# [Prompt]
Reproduce all of the lines below word for word, but leave the pictures out of your copy.

# [Region outline entries]
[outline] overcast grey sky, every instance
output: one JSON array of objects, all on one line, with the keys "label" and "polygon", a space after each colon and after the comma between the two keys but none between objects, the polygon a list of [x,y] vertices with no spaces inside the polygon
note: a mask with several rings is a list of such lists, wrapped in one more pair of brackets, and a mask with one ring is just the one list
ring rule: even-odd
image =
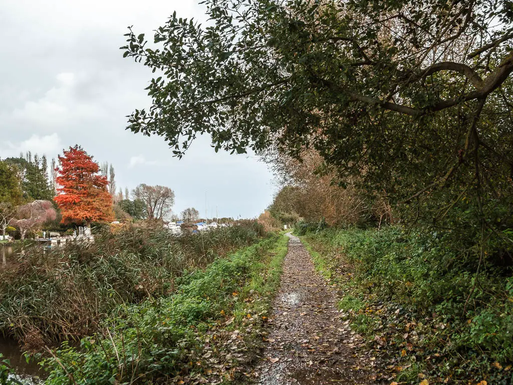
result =
[{"label": "overcast grey sky", "polygon": [[173,212],[258,215],[274,190],[264,163],[215,153],[202,137],[179,160],[159,137],[126,131],[126,116],[149,105],[151,72],[122,57],[127,27],[152,35],[176,10],[204,20],[193,0],[2,0],[0,158],[30,150],[48,158],[78,144],[113,164],[117,186],[161,184],[176,194]]}]

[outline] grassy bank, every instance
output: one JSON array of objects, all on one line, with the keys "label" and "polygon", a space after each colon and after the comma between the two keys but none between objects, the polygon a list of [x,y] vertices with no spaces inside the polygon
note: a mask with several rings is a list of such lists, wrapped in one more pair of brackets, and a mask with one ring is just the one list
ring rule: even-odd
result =
[{"label": "grassy bank", "polygon": [[339,307],[352,329],[386,357],[384,378],[512,383],[508,267],[485,260],[477,273],[478,261],[442,234],[399,227],[325,230],[302,240],[343,293]]},{"label": "grassy bank", "polygon": [[183,384],[250,376],[239,366],[253,359],[261,343],[287,240],[261,241],[184,274],[172,294],[119,309],[80,350],[65,344],[43,361],[46,383]]},{"label": "grassy bank", "polygon": [[174,237],[129,227],[106,231],[94,243],[28,248],[0,270],[0,333],[28,349],[78,340],[120,305],[156,301],[173,292],[181,277],[257,241],[260,229],[236,226]]}]

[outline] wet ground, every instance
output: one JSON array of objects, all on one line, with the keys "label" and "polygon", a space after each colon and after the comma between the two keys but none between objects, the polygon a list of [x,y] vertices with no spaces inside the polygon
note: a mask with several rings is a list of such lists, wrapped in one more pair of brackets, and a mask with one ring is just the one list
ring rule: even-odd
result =
[{"label": "wet ground", "polygon": [[363,341],[338,311],[334,290],[315,271],[299,239],[290,236],[258,383],[374,383],[373,358],[357,353]]}]

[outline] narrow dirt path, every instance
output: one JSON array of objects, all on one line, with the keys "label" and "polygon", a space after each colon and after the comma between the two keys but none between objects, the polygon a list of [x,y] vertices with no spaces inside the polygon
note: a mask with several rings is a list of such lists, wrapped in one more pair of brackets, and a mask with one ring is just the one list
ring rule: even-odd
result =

# [Output of the exercise]
[outline] overcast grey sky, every instance
output: one JSON array of objects, all on one line, with the keys "label" and "polygon", a space after each colon and after the comma between the two keys but none between objects, the polygon a list of [x,y] vertices with no spaces inside the polygon
note: a mask with several rings is a list of such lists, wrapped in one more pair of brackets, and a mask with one ring is just the one list
ring rule: even-odd
image =
result =
[{"label": "overcast grey sky", "polygon": [[173,212],[258,215],[274,190],[264,163],[215,153],[202,137],[179,160],[159,137],[126,131],[126,116],[149,105],[151,72],[122,57],[127,27],[152,35],[176,10],[204,20],[193,0],[2,0],[0,158],[30,150],[48,158],[78,144],[113,164],[117,186],[161,184],[176,194]]}]

[outline] grassy bank, every instance
output: one JSON array of objects, all on one line, with the keys "label" and "polygon", a space after each colon and after the comma between the two keys but none between objects, the polygon a list of [x,y] vertices with no spaces inside the polygon
note: a mask with several rings is a list of such lists, wrapped in one more pair of brackets, and a mask with one ring is just the one list
ring rule: even-odd
result =
[{"label": "grassy bank", "polygon": [[339,307],[352,329],[386,357],[384,378],[512,383],[508,267],[485,260],[477,273],[478,261],[442,234],[399,227],[325,230],[302,240],[343,293]]},{"label": "grassy bank", "polygon": [[183,384],[250,376],[239,366],[253,359],[261,343],[287,240],[261,241],[184,274],[172,294],[119,309],[80,350],[65,344],[43,361],[46,383]]},{"label": "grassy bank", "polygon": [[174,237],[129,227],[106,231],[94,243],[28,248],[0,270],[0,333],[28,349],[78,340],[120,305],[156,301],[173,292],[181,277],[257,241],[260,229],[236,226]]}]

[outline] wet ground, every instance
output: one JSON array of objects, all on one line, with the keys "label" and "polygon", a space after each colon and after the comma between the two keys but none between objects, the polygon a list of [x,y] vertices with no spaces inside the polygon
note: a mask with several rings is a list of such lists, wrapped in one more pair of brackets, and a mask with one ring is just the one list
ring rule: even-odd
result =
[{"label": "wet ground", "polygon": [[363,341],[338,311],[334,290],[315,271],[299,239],[290,236],[258,383],[374,383],[373,358],[357,353]]}]

[outline] narrow dirt path, every instance
output: one JSON array of objects, all on one line, with the keys "label" and "polygon", a space after each colon and after the comma between the two keys but none between objects, the polygon a list of [x,y] vertices with no spaces inside the polygon
note: a mask with several rings is a list of such lists, wrapped in one more pair of brackets, and a mask with one ring is just the one list
ring rule: even-odd
result =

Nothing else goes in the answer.